--- Okunacak Metin ---
Vatanseverlik ‘devletseverlik’ midir?

İBRAHİM Tatlıses ‘‘değişik’’ biri. Ben burada Başbakanlık'ta 80. Yıl Kutlama Komitesi'nden gelen bir bilgiyi yazıyorum, Tatlıses çıkıp bana hakaretler yağdırıyor. Bana ‘‘yalancı’’ diyor.

Oysa bizde ‘‘yalan’’ yok. Tatlıses aynı şeyi daha önce de yaptı.

Biz Kanal D Haber'de Tatlıses'in Almanya'da bir kadına tacevüz ettiği iddiasıyla tutuklama kararıyla arandığını duyurduk, Tatlıses çıktı, ‘‘Yalancılar’’ dedi. Ardından da bizi mahkemeye verdi.

Mahkemeye Almanya'daki mahkeme kararlarını sunduk.

Mahkeme haberin doğru olduğunu gördü ve hakkımızda ‘‘takipsizlik’’ kararı verdi. Böylece kimin ‘‘yalancı’’ olduğu da mahkeme kararıyla kanıtlandı.
--- Kayıtlı Satırlar ---
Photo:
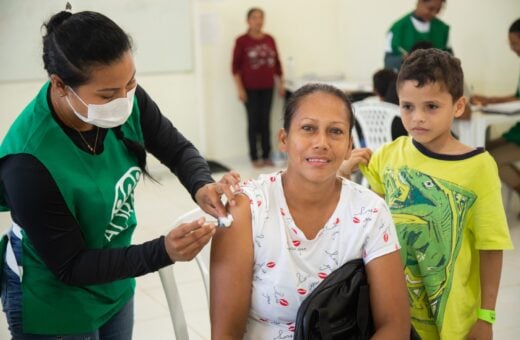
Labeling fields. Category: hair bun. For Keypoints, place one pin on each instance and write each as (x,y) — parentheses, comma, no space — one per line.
(56,20)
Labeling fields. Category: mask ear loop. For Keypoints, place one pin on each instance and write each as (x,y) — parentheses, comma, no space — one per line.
(77,96)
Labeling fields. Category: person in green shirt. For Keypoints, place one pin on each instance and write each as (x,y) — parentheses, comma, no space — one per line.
(506,149)
(69,165)
(421,25)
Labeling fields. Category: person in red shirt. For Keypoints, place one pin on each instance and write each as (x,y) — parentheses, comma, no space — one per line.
(255,67)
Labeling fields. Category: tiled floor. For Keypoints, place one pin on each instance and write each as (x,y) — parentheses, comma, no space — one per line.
(158,205)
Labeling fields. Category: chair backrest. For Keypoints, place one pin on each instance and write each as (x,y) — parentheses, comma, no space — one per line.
(375,120)
(169,283)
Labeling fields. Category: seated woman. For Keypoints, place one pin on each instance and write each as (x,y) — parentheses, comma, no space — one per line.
(294,227)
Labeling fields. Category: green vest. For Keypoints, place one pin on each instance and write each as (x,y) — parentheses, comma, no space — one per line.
(405,36)
(98,190)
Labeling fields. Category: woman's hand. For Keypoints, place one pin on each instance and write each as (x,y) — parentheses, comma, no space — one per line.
(208,197)
(350,165)
(185,241)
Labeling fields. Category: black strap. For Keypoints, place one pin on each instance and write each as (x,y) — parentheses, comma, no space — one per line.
(363,311)
(325,329)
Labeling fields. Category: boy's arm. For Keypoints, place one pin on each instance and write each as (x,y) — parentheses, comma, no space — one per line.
(490,270)
(350,165)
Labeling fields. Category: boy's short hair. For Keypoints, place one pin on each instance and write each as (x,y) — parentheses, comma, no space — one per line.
(428,66)
(382,80)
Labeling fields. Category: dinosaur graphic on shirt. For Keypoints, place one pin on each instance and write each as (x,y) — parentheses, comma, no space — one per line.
(429,214)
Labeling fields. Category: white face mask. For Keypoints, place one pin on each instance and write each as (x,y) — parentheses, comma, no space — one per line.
(108,115)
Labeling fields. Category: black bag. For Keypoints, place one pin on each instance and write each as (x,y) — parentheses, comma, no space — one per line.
(339,307)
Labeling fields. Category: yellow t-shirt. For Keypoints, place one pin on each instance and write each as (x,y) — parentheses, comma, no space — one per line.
(446,209)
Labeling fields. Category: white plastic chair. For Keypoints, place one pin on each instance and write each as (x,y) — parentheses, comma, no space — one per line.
(169,283)
(375,120)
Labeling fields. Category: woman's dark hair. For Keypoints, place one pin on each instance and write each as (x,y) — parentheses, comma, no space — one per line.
(294,102)
(74,44)
(515,27)
(254,9)
(429,66)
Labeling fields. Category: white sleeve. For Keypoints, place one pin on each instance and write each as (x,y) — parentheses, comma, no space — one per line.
(381,237)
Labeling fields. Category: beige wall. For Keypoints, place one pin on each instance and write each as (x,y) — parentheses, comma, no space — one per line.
(323,37)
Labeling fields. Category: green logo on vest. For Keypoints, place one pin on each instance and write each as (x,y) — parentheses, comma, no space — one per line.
(123,208)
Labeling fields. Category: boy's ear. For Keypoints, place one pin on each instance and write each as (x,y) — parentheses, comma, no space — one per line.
(460,106)
(282,140)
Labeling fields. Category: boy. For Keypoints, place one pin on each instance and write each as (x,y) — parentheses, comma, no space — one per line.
(446,203)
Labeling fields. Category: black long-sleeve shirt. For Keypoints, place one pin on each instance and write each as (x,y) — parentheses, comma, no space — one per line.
(37,205)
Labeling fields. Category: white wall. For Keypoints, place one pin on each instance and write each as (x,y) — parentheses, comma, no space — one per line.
(323,37)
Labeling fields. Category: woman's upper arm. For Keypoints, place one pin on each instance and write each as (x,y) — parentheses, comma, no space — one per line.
(388,297)
(231,273)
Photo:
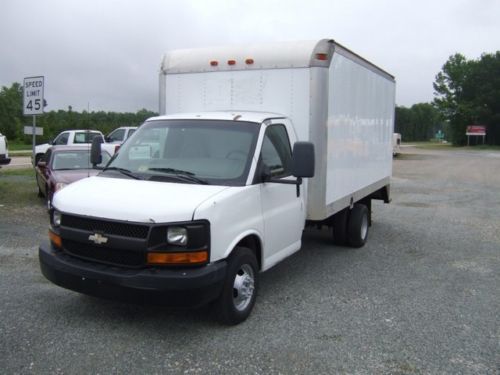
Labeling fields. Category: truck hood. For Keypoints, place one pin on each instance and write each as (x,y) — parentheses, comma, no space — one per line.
(133,200)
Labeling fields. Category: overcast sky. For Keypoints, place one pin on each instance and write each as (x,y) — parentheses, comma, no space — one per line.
(105,54)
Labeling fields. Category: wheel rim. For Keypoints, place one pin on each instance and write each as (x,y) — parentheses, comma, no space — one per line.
(243,287)
(364,227)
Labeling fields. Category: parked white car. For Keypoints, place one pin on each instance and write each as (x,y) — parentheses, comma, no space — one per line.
(120,134)
(4,150)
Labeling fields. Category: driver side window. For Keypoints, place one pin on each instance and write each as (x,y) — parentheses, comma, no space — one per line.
(61,139)
(276,152)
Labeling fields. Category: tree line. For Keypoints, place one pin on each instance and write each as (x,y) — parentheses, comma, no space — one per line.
(467,92)
(12,121)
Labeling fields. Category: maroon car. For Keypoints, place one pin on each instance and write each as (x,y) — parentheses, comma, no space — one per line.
(62,165)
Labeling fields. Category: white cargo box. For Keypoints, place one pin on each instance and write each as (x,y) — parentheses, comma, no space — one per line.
(335,99)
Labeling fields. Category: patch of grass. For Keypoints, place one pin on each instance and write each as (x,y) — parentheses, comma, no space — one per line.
(18,188)
(432,145)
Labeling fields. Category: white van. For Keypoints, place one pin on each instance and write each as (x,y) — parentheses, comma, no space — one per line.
(254,142)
---
• [Görev 1] Okunacak metne göre mahkeme, haberin doğru olduğunu gördükten sonra hakkımızda hangi kararı verdi?
• [Görev 2] Kayıtlarda "Labeling fields. Category: patch" ifadesini içeren satırdan başlayıp kayıtların sonuna kadar uzanan satırları, bu iki uç da dahil olmak üzere, aynen tekrarlayın.

• [Tamamlanmış Yanıt 1] Mahkeme hakkımızda takipsizlik kararı verdi.

• [Tamamlanmış Yanıt 2]
Labeling fields. Category: patch of grass. For Keypoints, place one pin on each instance and write each as (x,y) — parentheses, comma, no space — one per line.
(18,188)
(432,145)
Labeling fields. Category: white van. For Keypoints, place one pin on each instance and write each as (x,y) — parentheses, comma, no space — one per line.
(254,142)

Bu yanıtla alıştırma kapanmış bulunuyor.